• [Document]:
Managing Jobs and Frames
This tutorial covers advanced job and frame management techniques in OpenCue, including priority management, dependency handling, resource optimization, and troubleshooting strategies for production environments.
What You’ll Learn
- Advanced job priority and resource management
- Frame dependency strategies
- Troubleshooting failed frames
- Job optimization techniques
- Batch operations and automation
- Production workflow best practices
Prerequisites
- Completed previous tutorials (Getting Started, Job Submission, CueGUI)
- Understanding of OpenCue job structure
- Access to OpenCue environment with multiple jobs
Job Priority Management
Understanding Priority Systems
OpenCue uses numerical priorities where higher numbers get precedence:
Priority Ranges:
├── 0-49 : Low priority (background jobs)
├── 50-99 : Normal priority (default)
├── 100-149 : High priority (urgent work)
└── 150+ : Critical priority (emergency fixes)
Setting Job Priorities
During Job Submission
# PyOutline script with priority
import outline
job = outline.Outline(
name="urgent-render-v001",
shot="shot010",
show="demo-project",
user="artist01"
)
# Set high priority
job.set_priority(125)
After Job Submission
# Using CueAdmin
cueadmin -setpriority job-name 150
# Using CueGUI
# Right-click job → Properties → Set Priority
Dynamic Priority Management
Automatic Priority Adjustment
# Script to adjust priorities based on deadlines
import opencue
import time
def manage_priorities():
jobs = opencue.api.getJobs()
for job in jobs:
if job.state() == opencue.compiled_proto.job_pb2.PENDING:
# Increase priority for jobs waiting too long
wait_time = time.time() - job.date_submitted()
if wait_time > 3600: # 1 hour
new_priority = min(job.priority() + 10, 200)
job.setPriority(new_priority)
print(f"Increased priority for {job.name()} to {new_priority}")
# Run periodically
manage_priorities()
Frame Dependency Management
Layer Dependencies
Basic Dependencies
import outline
import outline.modules.shell
job = outline.Outline("dependency-demo", shot="test", show="demo", user="student")
# Create layers
preprocess = outline.modules.shell.Shell("preprocess", command=["python", "prep.py"], range="1-10")

• [Material]:
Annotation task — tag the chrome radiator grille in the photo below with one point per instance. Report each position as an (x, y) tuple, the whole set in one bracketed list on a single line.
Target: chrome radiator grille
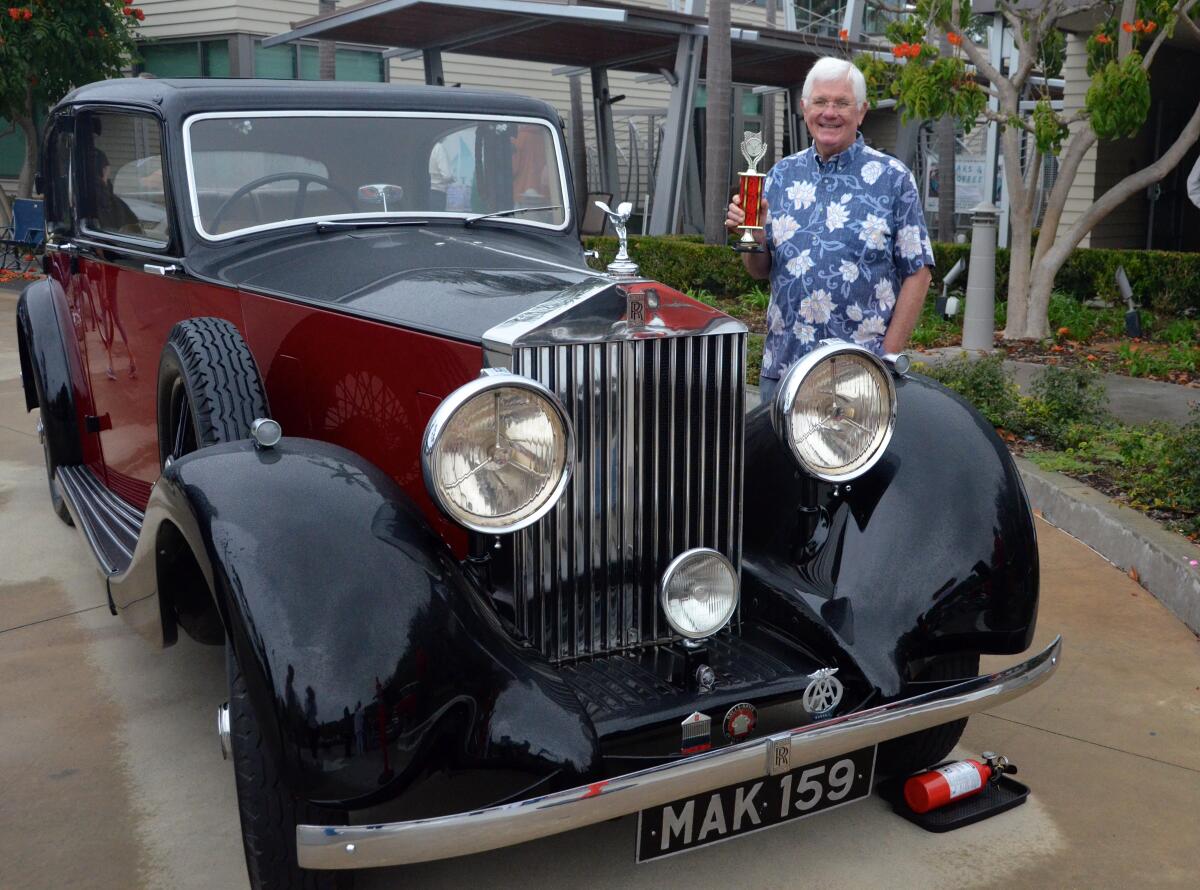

• [Directions]: Turn the paragraph of the OpenCue tutorial above that begins "This tutorial covers" into a brief list.

• [Result of the exercise]:
Advanced OpenCue job and frame management for production environments:
- Priority management
- Dependency handling
- Resource optimization
- Troubleshooting strategies